START Provided entries
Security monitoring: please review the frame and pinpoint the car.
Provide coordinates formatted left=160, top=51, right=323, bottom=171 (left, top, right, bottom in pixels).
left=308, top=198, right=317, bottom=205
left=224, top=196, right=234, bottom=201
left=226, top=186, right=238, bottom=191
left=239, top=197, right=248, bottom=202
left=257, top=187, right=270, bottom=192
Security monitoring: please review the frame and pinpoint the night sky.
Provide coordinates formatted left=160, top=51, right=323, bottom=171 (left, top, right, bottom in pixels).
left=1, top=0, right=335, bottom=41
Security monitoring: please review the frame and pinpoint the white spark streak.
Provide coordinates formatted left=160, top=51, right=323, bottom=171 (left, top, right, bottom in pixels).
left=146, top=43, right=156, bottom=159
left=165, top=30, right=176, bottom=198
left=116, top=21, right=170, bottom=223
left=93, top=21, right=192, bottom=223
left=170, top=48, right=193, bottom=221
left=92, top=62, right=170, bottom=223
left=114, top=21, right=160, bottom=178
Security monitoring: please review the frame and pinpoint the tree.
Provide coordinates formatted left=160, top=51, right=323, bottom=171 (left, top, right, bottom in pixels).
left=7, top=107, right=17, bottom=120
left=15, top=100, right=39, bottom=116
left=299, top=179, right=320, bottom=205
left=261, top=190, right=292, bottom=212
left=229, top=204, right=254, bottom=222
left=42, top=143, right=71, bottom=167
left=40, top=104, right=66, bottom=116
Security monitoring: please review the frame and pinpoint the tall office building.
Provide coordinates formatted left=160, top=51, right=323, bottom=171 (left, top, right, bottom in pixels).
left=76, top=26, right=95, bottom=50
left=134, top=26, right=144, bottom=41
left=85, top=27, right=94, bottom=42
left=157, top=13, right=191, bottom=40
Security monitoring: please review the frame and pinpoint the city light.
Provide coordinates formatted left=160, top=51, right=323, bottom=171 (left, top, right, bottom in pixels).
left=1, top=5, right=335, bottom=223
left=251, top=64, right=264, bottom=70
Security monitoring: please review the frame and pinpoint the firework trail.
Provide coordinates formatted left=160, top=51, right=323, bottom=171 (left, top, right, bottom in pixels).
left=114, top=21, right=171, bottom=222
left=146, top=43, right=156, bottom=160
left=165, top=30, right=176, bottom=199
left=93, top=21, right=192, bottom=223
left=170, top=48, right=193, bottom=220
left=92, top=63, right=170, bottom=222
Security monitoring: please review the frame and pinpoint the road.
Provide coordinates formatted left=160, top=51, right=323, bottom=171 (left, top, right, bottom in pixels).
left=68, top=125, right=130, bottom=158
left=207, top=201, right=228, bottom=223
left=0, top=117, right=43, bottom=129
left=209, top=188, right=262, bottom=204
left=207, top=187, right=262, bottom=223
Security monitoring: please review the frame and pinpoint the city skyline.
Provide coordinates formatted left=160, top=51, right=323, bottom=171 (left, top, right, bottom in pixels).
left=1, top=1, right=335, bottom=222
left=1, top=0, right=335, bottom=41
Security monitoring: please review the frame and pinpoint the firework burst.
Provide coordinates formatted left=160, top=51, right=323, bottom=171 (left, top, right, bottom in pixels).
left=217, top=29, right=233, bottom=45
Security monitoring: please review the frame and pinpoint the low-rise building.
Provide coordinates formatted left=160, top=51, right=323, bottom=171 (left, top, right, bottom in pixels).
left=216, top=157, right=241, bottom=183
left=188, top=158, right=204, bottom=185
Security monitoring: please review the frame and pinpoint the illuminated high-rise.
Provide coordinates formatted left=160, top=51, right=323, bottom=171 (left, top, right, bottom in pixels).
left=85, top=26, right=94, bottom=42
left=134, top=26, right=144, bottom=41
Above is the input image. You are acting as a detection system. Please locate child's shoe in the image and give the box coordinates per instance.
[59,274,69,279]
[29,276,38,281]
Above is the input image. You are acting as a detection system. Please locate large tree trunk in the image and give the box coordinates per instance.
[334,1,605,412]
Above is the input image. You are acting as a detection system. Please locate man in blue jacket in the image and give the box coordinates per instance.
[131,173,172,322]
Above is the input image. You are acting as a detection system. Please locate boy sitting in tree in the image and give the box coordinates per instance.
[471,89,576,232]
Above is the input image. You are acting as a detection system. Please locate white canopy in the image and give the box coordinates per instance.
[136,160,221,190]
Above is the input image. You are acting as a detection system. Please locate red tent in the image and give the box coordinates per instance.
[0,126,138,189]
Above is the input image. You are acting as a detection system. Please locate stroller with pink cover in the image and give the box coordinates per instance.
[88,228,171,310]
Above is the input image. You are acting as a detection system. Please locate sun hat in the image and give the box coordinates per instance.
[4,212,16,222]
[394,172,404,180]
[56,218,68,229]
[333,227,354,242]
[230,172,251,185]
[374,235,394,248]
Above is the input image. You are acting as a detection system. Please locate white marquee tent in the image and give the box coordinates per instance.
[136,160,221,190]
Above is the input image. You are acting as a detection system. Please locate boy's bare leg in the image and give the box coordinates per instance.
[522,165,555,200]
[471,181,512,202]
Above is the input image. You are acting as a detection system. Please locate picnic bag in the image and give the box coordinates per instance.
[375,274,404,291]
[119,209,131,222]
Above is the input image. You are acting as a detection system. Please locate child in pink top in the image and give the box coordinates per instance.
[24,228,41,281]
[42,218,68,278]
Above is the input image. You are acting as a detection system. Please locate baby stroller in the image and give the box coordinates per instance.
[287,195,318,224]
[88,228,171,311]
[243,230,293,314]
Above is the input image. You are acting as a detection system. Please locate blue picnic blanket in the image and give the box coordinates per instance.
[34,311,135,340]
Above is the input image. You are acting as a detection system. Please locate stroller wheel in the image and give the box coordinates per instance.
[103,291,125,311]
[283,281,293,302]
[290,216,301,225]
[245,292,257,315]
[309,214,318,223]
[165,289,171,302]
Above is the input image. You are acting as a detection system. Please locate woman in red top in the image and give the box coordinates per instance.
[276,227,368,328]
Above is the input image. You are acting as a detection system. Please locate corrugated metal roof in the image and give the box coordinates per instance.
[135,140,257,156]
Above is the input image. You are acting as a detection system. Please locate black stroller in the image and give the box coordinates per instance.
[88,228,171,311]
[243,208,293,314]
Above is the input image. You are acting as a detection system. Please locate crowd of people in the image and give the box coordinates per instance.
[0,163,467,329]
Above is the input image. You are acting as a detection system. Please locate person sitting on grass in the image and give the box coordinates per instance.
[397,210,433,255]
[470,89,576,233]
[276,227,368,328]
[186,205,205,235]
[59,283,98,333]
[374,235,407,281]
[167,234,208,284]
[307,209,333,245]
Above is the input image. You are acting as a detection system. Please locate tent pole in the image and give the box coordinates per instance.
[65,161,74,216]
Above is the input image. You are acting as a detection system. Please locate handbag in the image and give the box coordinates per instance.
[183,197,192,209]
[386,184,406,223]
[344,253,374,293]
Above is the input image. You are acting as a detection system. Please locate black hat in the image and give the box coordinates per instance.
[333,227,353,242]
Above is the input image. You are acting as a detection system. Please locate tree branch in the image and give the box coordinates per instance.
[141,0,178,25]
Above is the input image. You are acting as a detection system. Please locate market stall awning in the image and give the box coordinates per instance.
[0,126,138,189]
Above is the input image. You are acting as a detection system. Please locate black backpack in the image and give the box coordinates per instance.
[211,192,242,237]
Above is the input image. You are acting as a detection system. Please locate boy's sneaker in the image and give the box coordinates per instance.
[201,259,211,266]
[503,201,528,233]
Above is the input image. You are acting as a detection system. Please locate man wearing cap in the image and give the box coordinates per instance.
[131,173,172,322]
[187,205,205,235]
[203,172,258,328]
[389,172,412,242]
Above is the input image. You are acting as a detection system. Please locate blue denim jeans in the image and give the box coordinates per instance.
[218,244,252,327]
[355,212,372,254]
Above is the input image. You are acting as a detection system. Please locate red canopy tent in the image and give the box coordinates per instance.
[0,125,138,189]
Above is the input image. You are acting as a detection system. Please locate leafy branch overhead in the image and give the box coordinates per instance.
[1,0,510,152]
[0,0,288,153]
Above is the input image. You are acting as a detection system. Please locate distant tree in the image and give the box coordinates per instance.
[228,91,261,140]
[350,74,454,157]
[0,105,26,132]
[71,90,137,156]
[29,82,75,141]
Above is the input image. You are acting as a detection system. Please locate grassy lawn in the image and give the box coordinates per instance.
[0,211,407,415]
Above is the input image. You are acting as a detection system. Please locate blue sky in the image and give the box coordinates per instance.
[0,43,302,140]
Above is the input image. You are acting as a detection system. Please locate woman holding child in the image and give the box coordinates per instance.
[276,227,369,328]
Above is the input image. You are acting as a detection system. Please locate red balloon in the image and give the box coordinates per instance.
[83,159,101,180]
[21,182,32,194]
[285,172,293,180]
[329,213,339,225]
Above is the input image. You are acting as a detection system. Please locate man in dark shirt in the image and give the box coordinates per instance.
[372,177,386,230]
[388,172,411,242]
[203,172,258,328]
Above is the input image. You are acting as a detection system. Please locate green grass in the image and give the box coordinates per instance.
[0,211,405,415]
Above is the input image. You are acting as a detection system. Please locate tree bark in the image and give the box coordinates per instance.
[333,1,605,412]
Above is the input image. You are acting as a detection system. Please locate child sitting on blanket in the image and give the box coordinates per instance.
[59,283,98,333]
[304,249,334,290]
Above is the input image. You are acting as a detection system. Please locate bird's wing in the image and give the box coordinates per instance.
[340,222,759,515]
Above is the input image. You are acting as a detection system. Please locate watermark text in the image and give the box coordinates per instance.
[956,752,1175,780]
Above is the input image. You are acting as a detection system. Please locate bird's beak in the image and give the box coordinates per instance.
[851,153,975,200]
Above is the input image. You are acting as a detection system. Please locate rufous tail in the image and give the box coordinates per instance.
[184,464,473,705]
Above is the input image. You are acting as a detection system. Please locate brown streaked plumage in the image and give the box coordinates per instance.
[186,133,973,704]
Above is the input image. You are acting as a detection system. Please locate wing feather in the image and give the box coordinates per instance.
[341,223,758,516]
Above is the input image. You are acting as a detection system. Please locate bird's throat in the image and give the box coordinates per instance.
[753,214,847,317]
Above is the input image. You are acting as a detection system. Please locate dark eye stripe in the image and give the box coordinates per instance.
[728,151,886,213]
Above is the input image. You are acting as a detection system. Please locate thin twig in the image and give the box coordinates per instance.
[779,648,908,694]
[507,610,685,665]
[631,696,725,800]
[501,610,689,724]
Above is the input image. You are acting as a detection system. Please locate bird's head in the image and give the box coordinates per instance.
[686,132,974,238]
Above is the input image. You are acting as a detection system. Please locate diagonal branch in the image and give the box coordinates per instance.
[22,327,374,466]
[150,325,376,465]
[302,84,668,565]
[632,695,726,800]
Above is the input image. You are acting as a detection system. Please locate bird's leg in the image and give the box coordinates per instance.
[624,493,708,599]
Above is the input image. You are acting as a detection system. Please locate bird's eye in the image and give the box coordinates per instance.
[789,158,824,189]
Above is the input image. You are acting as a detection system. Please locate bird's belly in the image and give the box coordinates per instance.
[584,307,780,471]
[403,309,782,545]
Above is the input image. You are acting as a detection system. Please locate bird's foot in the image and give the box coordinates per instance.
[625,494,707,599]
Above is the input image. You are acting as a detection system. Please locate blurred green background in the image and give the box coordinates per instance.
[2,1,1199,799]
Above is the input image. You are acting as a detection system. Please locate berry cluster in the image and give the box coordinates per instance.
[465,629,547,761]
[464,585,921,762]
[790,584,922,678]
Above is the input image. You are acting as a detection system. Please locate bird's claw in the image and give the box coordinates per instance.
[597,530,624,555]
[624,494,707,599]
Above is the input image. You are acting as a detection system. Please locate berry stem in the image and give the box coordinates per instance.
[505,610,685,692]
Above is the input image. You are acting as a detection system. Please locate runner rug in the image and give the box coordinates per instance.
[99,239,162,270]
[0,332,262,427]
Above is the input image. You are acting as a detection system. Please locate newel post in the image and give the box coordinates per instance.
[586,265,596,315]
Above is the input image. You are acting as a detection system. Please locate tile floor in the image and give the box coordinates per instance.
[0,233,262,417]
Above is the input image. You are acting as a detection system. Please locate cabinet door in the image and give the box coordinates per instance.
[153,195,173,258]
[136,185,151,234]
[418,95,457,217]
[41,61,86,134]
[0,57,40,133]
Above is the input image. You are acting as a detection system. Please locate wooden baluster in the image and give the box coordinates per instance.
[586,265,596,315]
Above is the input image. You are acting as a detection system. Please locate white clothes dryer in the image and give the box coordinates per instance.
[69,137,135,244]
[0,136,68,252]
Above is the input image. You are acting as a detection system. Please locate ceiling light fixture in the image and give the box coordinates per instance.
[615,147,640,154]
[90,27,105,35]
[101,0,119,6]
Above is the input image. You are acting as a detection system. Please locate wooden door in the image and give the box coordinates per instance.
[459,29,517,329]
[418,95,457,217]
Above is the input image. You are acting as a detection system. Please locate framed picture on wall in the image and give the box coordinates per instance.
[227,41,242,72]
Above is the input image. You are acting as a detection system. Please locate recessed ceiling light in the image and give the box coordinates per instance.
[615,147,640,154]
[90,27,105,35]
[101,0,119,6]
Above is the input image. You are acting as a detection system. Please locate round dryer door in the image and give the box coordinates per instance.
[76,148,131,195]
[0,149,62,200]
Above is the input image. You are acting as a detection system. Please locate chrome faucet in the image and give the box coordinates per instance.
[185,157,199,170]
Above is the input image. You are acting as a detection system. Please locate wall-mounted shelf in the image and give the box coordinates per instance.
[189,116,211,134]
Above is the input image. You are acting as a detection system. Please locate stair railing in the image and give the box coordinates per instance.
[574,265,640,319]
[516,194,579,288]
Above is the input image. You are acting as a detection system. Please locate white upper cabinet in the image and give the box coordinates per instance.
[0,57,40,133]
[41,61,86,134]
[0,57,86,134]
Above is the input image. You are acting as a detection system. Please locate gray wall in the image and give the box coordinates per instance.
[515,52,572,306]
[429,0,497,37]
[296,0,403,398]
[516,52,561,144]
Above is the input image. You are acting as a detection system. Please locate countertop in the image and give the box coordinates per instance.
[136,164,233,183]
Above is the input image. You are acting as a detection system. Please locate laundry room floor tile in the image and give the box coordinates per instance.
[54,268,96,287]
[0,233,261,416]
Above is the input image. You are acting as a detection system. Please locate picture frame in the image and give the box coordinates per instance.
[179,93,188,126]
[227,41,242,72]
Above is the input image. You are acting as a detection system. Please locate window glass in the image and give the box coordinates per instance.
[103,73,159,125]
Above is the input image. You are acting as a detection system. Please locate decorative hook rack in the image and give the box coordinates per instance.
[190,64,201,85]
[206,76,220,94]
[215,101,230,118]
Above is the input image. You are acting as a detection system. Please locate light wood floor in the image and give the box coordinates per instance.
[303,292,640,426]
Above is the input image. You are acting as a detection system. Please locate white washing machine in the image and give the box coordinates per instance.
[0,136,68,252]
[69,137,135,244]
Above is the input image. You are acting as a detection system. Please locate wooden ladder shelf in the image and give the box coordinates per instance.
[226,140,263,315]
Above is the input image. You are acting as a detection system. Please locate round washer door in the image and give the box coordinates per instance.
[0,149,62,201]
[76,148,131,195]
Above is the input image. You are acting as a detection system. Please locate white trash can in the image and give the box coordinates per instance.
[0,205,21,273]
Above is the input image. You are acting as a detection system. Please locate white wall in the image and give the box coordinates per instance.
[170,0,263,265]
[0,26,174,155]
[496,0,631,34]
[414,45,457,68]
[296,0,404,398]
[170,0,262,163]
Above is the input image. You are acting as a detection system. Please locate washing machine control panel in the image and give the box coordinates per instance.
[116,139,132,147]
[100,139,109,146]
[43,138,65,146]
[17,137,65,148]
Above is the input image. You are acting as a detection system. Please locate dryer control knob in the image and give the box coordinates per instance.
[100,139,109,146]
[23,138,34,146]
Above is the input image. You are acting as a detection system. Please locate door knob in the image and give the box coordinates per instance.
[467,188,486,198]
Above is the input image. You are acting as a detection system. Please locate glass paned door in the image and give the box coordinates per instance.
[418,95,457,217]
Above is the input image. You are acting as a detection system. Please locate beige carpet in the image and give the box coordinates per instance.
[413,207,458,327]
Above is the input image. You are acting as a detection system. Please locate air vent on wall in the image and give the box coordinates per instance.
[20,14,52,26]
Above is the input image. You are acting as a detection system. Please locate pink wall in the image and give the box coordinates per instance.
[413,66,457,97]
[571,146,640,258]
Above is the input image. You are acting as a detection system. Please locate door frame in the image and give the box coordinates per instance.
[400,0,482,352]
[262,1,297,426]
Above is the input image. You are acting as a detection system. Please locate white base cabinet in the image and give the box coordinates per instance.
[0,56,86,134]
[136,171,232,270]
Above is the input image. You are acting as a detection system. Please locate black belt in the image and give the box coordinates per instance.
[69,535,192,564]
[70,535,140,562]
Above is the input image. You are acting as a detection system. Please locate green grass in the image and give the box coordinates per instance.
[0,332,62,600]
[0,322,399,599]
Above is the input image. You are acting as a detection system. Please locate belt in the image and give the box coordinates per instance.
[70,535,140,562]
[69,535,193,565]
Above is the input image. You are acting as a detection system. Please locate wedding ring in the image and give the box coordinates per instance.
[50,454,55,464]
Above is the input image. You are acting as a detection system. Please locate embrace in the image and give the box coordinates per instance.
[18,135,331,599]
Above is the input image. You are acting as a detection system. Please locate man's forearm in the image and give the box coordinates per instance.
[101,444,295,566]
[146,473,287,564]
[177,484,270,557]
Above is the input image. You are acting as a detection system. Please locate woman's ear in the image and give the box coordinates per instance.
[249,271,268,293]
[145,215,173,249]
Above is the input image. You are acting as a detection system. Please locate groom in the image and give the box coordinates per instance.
END Provided entries
• _Assignment_:
Working from the entries above, return all lines that contain "firework".

• _Answer space_:
Security monitoring: please review the frame and pinpoint the firework trail.
Security monitoring: please review the frame and pinpoint the firework burst.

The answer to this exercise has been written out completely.